[Entries from a pointing dataset]
<<<<

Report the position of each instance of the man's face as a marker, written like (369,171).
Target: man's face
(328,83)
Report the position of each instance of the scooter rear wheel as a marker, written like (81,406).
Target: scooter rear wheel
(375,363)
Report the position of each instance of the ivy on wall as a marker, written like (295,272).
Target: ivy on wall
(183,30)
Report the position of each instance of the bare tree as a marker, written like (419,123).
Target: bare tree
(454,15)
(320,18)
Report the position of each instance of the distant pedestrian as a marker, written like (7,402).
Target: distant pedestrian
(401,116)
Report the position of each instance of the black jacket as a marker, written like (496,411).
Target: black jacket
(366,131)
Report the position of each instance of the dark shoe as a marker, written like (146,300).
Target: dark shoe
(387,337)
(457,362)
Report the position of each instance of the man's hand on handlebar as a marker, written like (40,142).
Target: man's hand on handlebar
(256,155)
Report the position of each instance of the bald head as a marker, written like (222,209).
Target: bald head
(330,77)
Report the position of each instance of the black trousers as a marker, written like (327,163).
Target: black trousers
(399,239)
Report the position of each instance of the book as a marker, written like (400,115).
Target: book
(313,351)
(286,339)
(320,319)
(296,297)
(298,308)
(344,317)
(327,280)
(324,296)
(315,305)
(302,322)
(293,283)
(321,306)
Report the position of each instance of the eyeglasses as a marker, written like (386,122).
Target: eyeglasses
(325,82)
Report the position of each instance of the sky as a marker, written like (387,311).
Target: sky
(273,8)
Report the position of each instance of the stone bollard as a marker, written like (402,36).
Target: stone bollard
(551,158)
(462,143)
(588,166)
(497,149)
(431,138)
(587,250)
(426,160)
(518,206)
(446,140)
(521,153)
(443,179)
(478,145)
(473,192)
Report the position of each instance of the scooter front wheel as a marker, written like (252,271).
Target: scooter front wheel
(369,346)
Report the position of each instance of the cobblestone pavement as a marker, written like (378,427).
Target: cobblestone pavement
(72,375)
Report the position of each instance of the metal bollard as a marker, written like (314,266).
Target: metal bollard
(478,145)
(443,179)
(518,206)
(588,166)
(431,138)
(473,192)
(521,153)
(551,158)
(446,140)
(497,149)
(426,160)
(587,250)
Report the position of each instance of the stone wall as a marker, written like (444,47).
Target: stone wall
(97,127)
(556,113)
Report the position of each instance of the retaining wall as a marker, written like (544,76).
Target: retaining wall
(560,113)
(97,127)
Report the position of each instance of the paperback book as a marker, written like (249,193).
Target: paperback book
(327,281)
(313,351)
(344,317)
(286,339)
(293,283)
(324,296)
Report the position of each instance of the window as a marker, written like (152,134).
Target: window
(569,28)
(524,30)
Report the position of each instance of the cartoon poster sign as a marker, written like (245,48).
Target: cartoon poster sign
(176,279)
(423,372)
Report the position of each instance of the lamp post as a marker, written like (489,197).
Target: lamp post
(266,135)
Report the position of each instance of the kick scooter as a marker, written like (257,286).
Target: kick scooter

>>>>

▸ Your instructions
Return every entry exactly as given.

▸ Response to this task
Report the position of each instance of the man's face as a marker, written like (369,171).
Target: man's face
(328,83)
Report the position of each instance of the scooter rear wheel as a marker, written like (81,406).
Target: scooter rear wheel
(375,363)
Report the position of each instance of the ivy on wall as a marker, written like (295,272).
Target: ivy on wall
(183,30)
Report the position of each instance of the bare tree as a marker, written like (419,123).
Target: bare tree
(454,15)
(320,18)
Report the position of each instance of the distant pedestrian as a marker, written like (7,402).
Target: distant pedestrian
(401,116)
Report the position of each instance of the black jacket as a marker, written like (496,411).
Target: black jacket
(366,131)
Report the position of each instance of the dark shoe as a marker, written like (146,300).
Target: dark shoe
(387,337)
(457,362)
Report the position of each instance of the man's hand on handlebar as a marker, written like (40,142).
Target: man's hand on handlebar
(256,155)
Report the position of each instance of the bald head as a marker, written like (222,209).
Target: bald head
(330,77)
Report the position of each instance of the black trousers as a marker, written like (327,163).
Target: black trousers
(399,239)
Report the position of each instance of the book as a marker, written like (400,115).
Target: book
(313,351)
(286,339)
(320,319)
(296,297)
(298,308)
(344,317)
(327,280)
(324,296)
(315,305)
(302,322)
(293,283)
(321,306)
Report the position of each instance of the eyeglasses as a marker, written like (386,122).
Target: eyeglasses
(325,82)
Report the position of each instance of the sky as a marker, written like (387,311).
Target: sky
(273,8)
Report the position of each instance of the stone bollard as a marker, written like (402,36).
Target: stone bollard
(551,158)
(462,143)
(588,166)
(497,149)
(431,138)
(587,250)
(426,160)
(518,206)
(446,140)
(521,153)
(443,179)
(478,145)
(473,192)
Report the position of each instance of the scooter front wheel as a marker, written like (252,271).
Target: scooter front wheel
(369,346)
Report the position of each instance of the cobblestone pavement as a marker, written like (378,427).
Target: cobblestone pavement
(72,375)
Report the position of each instance of the metal bollard as a marker, written like (314,266).
Target: metal bollard
(478,145)
(443,179)
(518,206)
(588,166)
(431,138)
(473,192)
(521,153)
(551,158)
(446,140)
(497,149)
(426,160)
(587,250)
Report the position of each instance of the stone wall as a marker, written like (444,47).
Target: stone wall
(97,127)
(556,113)
Report the position of each instance of the retaining wall as a marker, written like (544,76).
Target: retaining wall
(560,113)
(97,127)
Report the position of each instance of the paperback book as a marker, written like (249,193).
Target: paperback book
(327,281)
(313,351)
(344,317)
(286,339)
(293,283)
(324,296)
Report the position of each instance of the window as a marker, written like (152,134).
Target: window
(569,28)
(524,30)
Report the position of each instance of the cartoon poster sign as a marker, written like (245,48).
Target: cartoon poster sign
(176,279)
(423,372)
Report the position of each instance of the lamp post as a marker, written like (489,197).
Target: lamp post
(266,135)
Report the position of each instance of the kick scooter as a marker, written like (257,286).
Target: kick scooter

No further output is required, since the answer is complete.